--- BEGIN TEXT SECTION ---

2

How to resume training from the saved snapshot in chainer.I was trying to implement DCGAN using chainer using the following github link:

https://github.com/chainer/chainer/blob/master/examples/dcgan/train_dcgan.py

When I try to give the --resume parameter it is showing shape mismatch error in the network.

In the python code there is option to give snaptshot from which we need to resume the training.These snapshots are automatically getting saved to result folder.That is also given as argument in the code.So I tried to resume training from the saved snapshot by giving the below command.

$ python train.py --resume 'snapshot.npz'

where train.py is the modified code with label for dcgan ciphar10 dataset.

The error I got by giving the above command is :

chainer.utils.type_check.InvalidType: 
Invalid operation is performed in: LinearFunction (Forward)

Expect: x.shape[1] == W.shape[1]
Actual: 110 != 100

When I run the python file with the below command there is no error:

$ python train.py

Complete error trace:

Exception in main training loop: 
Invalid operation is performed in: LinearFunction (Forward)

--- END TEXT SECTION ---
--- BEGIN RECORDS SUPPLIED ---

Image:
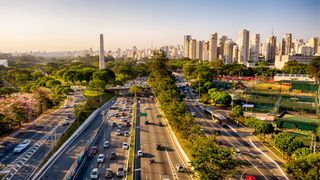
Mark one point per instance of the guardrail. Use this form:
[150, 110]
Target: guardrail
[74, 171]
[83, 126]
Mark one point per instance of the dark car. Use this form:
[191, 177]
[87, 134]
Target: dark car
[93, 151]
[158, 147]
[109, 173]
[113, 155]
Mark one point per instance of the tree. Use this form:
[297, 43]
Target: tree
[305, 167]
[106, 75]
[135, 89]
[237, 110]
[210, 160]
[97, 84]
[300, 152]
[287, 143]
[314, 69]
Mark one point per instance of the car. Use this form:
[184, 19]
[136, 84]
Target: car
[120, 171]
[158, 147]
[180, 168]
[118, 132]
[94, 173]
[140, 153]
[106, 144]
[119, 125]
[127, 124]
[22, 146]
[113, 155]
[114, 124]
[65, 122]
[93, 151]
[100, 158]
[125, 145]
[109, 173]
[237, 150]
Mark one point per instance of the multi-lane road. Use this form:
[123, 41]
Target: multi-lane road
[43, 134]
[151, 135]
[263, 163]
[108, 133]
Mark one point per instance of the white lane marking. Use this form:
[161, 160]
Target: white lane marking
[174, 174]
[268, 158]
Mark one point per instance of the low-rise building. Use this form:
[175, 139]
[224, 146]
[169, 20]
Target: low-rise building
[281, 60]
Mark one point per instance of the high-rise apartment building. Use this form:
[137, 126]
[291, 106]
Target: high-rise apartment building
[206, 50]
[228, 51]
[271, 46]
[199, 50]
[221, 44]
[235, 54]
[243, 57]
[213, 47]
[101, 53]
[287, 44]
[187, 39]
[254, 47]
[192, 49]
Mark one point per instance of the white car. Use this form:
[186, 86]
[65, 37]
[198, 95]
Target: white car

--- END RECORDS SUPPLIED ---
--- BEGIN RECORDS SUPPLIED ---

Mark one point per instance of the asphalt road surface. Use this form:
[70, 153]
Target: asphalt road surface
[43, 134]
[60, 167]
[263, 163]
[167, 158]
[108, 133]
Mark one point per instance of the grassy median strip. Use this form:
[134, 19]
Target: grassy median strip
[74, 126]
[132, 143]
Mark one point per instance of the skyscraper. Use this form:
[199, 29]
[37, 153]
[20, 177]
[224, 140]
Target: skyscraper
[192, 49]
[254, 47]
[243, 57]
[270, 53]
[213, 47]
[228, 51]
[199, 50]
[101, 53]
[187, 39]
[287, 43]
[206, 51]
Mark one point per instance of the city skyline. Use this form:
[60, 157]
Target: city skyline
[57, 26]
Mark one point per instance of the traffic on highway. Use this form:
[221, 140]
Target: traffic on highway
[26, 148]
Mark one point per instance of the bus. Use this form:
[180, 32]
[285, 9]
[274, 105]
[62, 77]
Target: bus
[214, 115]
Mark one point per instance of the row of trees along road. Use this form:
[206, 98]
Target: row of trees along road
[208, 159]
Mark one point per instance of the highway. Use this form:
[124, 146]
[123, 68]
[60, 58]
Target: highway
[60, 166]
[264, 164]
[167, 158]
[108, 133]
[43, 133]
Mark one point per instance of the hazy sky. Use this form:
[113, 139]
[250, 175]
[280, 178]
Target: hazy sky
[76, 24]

--- END RECORDS SUPPLIED ---
--- BEGIN RECORDS SUPPLIED ---

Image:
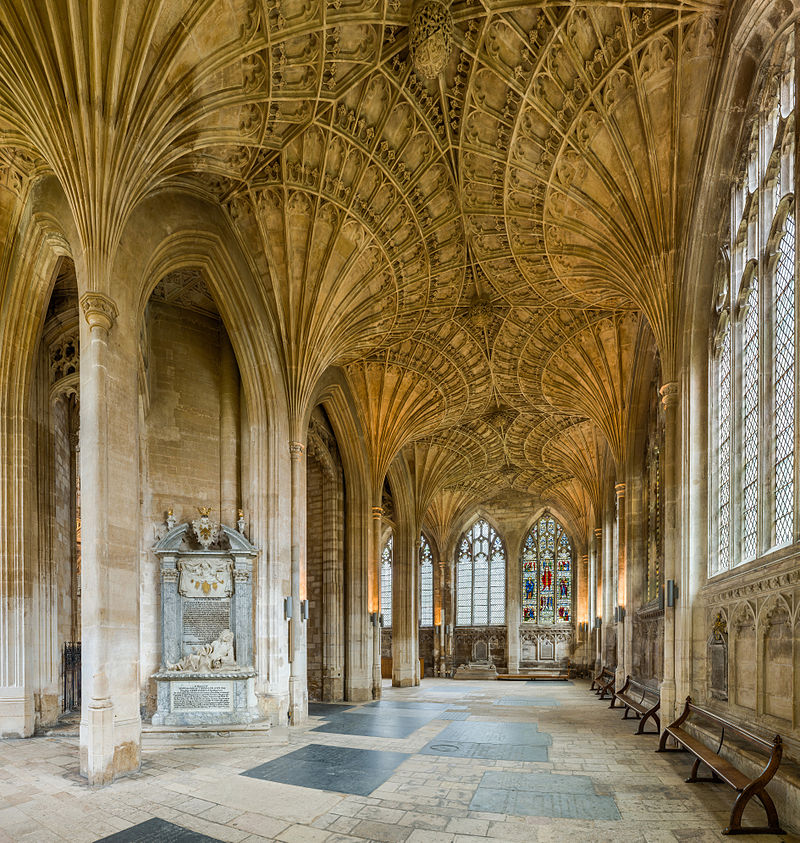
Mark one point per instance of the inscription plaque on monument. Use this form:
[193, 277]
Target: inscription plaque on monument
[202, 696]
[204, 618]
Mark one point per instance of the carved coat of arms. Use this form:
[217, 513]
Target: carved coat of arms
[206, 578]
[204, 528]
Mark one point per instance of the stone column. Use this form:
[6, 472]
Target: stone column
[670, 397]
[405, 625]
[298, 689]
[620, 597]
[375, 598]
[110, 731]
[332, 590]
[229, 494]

--- END RECORDS SUPPLIED ---

■ EXERCISE REQUIREMENTS:
a - Do the following statements agree with the thread on resuming chainer training from a snapshot? Answer yes or no for each, quoting the words of the thread that decide it. (i) Running train.py without the --resume parameter produces no error. (ii) The snapshots have to be saved to the result folder by hand. (iii) The modified train.py targets the ciphar10 dataset.
b - From the entries, output verbatim the lines running from the line with "Mark one point per instance of the high-rise" to the line with "Target: white car", both of those lines included. Output nothing else.

■ EXERCISE SOLUTIONS:
a -
(i) Yes: "When I run the python file with the below command there is no error:"
(ii) No: "These snapshots are automatically getting saved to result folder."
(iii) Yes: "where train.py is the modified code with label for dcgan ciphar10 dataset."

b -
Mark one point per instance of the high-rise apartment building. Use this form:
[137, 126]
[291, 106]
Target: high-rise apartment building
[206, 50]
[228, 51]
[271, 46]
[199, 50]
[221, 44]
[235, 54]
[243, 57]
[213, 47]
[101, 53]
[287, 44]
[187, 39]
[254, 47]
[192, 49]
Mark one point per instance of the white car. Use this form:
[186, 86]
[65, 37]
[198, 95]
Target: white car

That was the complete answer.